SOURCE DOCUMENT:
Angela Hicks Bowman
About Angela Hicks Bowman
Angela R. Hicks Bowman (“Angie Hicks”), age 52, is Angi’s Chief Customer Officer and a Class III director, serving since September 2017; she co-founded Angie’s List in 1995 and previously served as its Chief Marketing Officer (2000–2017) and director (2013–2017) . She holds a BA in Economics (DePauw University) and an MBA (Harvard Business School), with notable awards including TechPoint Trailblazer and HBS Alumni Achievement Award (2017) . Company Pay vs. Performance context: 2024 GAAP net earnings of $36.0M and Company TSR implies a $100 initial investment valued at $19.60 vs peer group $307.93, underscoring significant relative underperformance in 2024 despite positive GAAP earnings .
Past Roles
| Organization | Role | Years | Strategic Impact |
|---|---|---|---|
| Angie’s List | Co‑Founder | 1995–present | Originated consumer reviews marketplace; foundational brand equity for Angi |
| Angie’s List | Chief Marketing Officer | 2000–2017 | Scaled brand, demand generation, and customer acquisition |
| Angie’s List | Director | 2013–2017 | Governance during growth and pre‑combination period |
External Roles
| Organization | Role | Years | Strategic Impact |
|---|---|---|---|
| Harvard Business School Mid‑US Advisory Board | Member | Since May 2024 | Regional advisory; network/insight benefits |
Fixed Compensation
| Metric | FY 2024 |
|---|---|
| Base Salary ($) | $500,000 |
| Discretionary Bonus Paid ($) | $275,000 |
| 401(k) Company Match ($) | $9,885 |
| Contract Term | Initial 1‑year term; auto‑renewals for successive 1‑year terms unless 60‑day notice |
Performance Compensation
| Incentive Type | Metric | Weighting | Target | Actual/Payout | Vesting |
|---|---|---|---|---|---|
| Annual cash bonus | Discretionary (committee & CEO assessment) | Not formulaic | Not disclosed | $275,000 (FY24) | N/A |
| RSUs (employee award) | Equity | N/A | Not disclosed | 100,000 RSUs granted in 2024 (pre‑reverse split); Form 4 was late due to admin error | Not disclosed |
| Stock options | Equity | N/A | N/A | 25,000 vested options held (exercisable) | Subject to original award terms |
Notes:
- Angi’s executive pay framework emphasizes discretion over strict formulas; equity used primarily for retention/long‑term alignment, and options have not been a regular component in recent years company‑wide .

DATA SECTION:
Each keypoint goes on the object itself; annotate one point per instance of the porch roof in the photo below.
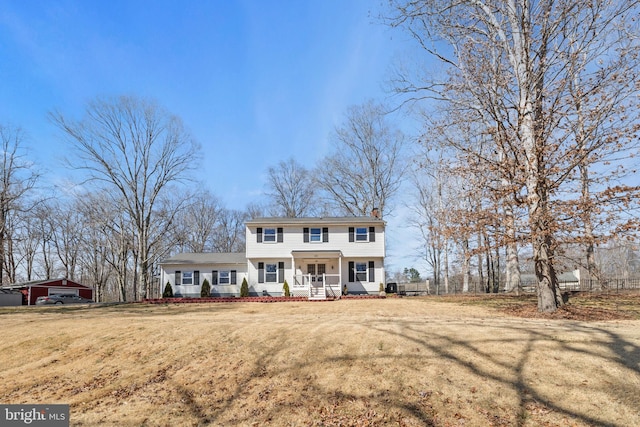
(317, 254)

--

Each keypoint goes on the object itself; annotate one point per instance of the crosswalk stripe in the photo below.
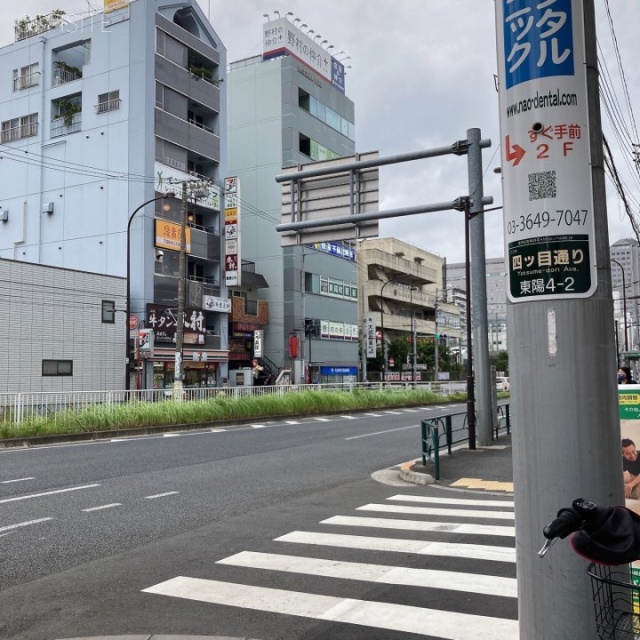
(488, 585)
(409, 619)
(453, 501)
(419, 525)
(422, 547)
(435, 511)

INSTRUCTION 1:
Condense the paragraph of the profile that begins "Angela R. Hicks Bowman" into a bulleted list that keeps its main facts.
INSTRUCTION 2:
How many lines of the rows contain the word "Each"? Reply with the number only.
The rows have no connection to the profile.

FINAL ANSWER 1:
- Angela R. Hicks Bowman ("Angie Hicks"), age 52, is Angi's Chief Customer Officer and a Class III director, serving since September 2017.
- She co-founded Angie's List in 1995. She served as its Chief Marketing Officer from 2000 to 2017 and as a director from 2013 to 2017.
- She holds a BA in Economics from DePauw University and an MBA from Harvard Business School.
- Her awards include the TechPoint Trailblazer and the HBS Alumni Achievement Award (2017).
- The company had 2024 GAAP net earnings of $36.0M.
- A $100 initial investment is valued at $19.60 by Company TSR, versus $307.93 for the peer group. This shows significant relative underperformance in 2024 despite positive GAAP earnings.

FINAL ANSWER 2:
2